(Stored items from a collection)

_____

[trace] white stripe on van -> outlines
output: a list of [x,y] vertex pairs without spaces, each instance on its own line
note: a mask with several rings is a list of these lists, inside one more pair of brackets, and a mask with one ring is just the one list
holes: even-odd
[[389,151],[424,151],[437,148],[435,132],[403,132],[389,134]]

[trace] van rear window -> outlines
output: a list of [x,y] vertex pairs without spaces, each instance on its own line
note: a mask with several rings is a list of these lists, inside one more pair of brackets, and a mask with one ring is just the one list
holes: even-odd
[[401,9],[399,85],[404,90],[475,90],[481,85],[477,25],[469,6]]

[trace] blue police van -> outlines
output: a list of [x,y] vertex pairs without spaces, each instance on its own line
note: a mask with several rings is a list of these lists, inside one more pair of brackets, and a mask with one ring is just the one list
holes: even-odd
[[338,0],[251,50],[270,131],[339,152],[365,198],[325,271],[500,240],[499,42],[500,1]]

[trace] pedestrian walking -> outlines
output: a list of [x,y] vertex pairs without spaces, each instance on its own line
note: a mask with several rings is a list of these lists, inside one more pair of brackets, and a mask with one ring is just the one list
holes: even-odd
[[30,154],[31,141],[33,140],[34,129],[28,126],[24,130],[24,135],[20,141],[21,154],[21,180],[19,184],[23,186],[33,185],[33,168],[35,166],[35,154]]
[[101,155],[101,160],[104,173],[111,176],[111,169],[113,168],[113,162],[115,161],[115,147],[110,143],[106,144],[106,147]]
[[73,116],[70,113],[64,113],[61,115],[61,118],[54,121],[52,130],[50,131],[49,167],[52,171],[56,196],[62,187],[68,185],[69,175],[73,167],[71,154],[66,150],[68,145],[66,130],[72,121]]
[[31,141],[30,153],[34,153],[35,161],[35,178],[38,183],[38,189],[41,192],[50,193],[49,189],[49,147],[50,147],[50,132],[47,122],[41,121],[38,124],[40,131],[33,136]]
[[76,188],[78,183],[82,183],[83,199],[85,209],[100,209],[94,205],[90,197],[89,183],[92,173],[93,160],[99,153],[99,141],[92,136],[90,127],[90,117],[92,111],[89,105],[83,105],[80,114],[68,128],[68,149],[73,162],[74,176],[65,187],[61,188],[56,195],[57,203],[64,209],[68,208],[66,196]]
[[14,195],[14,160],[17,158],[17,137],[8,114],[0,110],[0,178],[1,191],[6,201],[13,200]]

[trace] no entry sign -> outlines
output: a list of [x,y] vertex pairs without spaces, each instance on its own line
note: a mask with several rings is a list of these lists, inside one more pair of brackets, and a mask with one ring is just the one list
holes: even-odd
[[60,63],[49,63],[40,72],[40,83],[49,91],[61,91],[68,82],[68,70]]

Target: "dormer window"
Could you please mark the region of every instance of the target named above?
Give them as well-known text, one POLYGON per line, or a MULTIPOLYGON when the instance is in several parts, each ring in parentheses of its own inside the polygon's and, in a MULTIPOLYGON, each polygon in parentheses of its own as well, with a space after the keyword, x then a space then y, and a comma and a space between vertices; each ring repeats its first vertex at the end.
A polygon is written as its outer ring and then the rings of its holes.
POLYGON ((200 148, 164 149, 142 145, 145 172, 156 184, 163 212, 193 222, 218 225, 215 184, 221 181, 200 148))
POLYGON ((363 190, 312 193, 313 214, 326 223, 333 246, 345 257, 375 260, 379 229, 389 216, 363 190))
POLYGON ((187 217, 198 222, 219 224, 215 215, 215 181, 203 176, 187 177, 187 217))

_____

Task to complete: Retype all of the data exactly, so that nothing differs from what is given.

Problem solution:
[trace] white stripe on van -> outlines
output: a list of [x,y] vertex pairs without spaces, each instance on its own line
note: a mask with several rings is a list of these lists, inside one more pair of brackets, and a mask with one ring is just the one list
holes: even-odd
[[389,151],[424,151],[437,148],[435,132],[403,132],[389,134]]

[trace] van rear window -> outlines
output: a list of [x,y] vertex pairs without spaces, each instance on its own line
note: a mask with several rings is a list of these lists, inside one more pair of brackets, and a mask with one ring is just the one list
holes: even-odd
[[401,9],[399,85],[404,90],[475,90],[481,85],[477,25],[469,6]]

[trace] blue police van -> outlines
output: a list of [x,y] vertex pairs without spaces, each instance on its own line
note: a mask with several rings is a list of these lists, inside one more pair of brackets, and a mask with one ring is just the one list
holes: even-odd
[[338,0],[251,50],[270,131],[339,152],[365,198],[325,271],[500,240],[499,42],[500,1]]

[trace] pedestrian walking -> outlines
output: a list of [x,y] vertex pairs without spaces, each instance on its own line
note: a mask with several rings is a list of these lists, inside one more pair of brackets, and a mask with one ring is just the one list
holes: even-odd
[[30,154],[31,141],[33,140],[34,129],[28,126],[24,130],[24,135],[20,141],[21,154],[21,180],[19,184],[23,186],[33,185],[33,168],[35,166],[35,154]]
[[101,155],[101,160],[104,173],[111,176],[111,169],[113,168],[113,162],[115,161],[115,147],[110,143],[106,144],[106,147]]
[[73,116],[70,113],[64,113],[61,115],[61,118],[54,121],[52,130],[50,131],[49,167],[52,171],[56,196],[62,187],[68,185],[69,175],[73,167],[71,154],[66,150],[68,145],[66,130],[72,121]]
[[31,141],[30,153],[34,153],[35,161],[35,178],[38,183],[38,189],[41,192],[50,193],[49,189],[49,147],[50,147],[50,132],[47,122],[41,121],[38,124],[40,131],[33,136]]
[[76,188],[78,183],[82,183],[83,199],[85,209],[100,209],[94,205],[90,197],[89,183],[92,173],[93,160],[99,153],[99,141],[92,136],[90,127],[90,117],[92,111],[89,105],[83,105],[80,114],[68,128],[68,149],[73,162],[74,176],[65,187],[61,188],[56,195],[57,203],[64,209],[68,208],[66,196]]
[[14,195],[14,160],[17,158],[17,137],[8,114],[0,110],[0,178],[1,191],[6,201],[13,200]]

[trace] no entry sign -> outlines
output: a list of [x,y] vertex pairs without spaces, each instance on its own line
note: a mask with several rings is a list of these lists, inside one more pair of brackets, and a mask with one ring is just the one list
holes: even-odd
[[60,63],[49,63],[40,72],[40,83],[49,91],[61,91],[68,82],[68,70]]

Target: "dormer window"
Could you please mark the region of every instance of the target named above?
Give them as well-known text, one POLYGON per line, or a MULTIPOLYGON when the instance is in several parts, each ring in parentheses of its own inside the polygon's and, in a MULTIPOLYGON, each polygon in parentheses of its own as well, with a space after the keyword, x then a space then y, and a comma and a space between vertices; each ring repeats its first vertex at the end.
A polygon is written as its outer ring and then the rings of its holes.
POLYGON ((200 148, 164 149, 142 145, 145 172, 156 184, 163 212, 193 222, 218 225, 215 184, 221 181, 200 148))
POLYGON ((363 190, 312 193, 313 214, 326 223, 333 246, 345 257, 375 260, 379 229, 389 216, 363 190))
POLYGON ((187 217, 198 222, 219 224, 215 215, 215 181, 203 176, 187 177, 187 217))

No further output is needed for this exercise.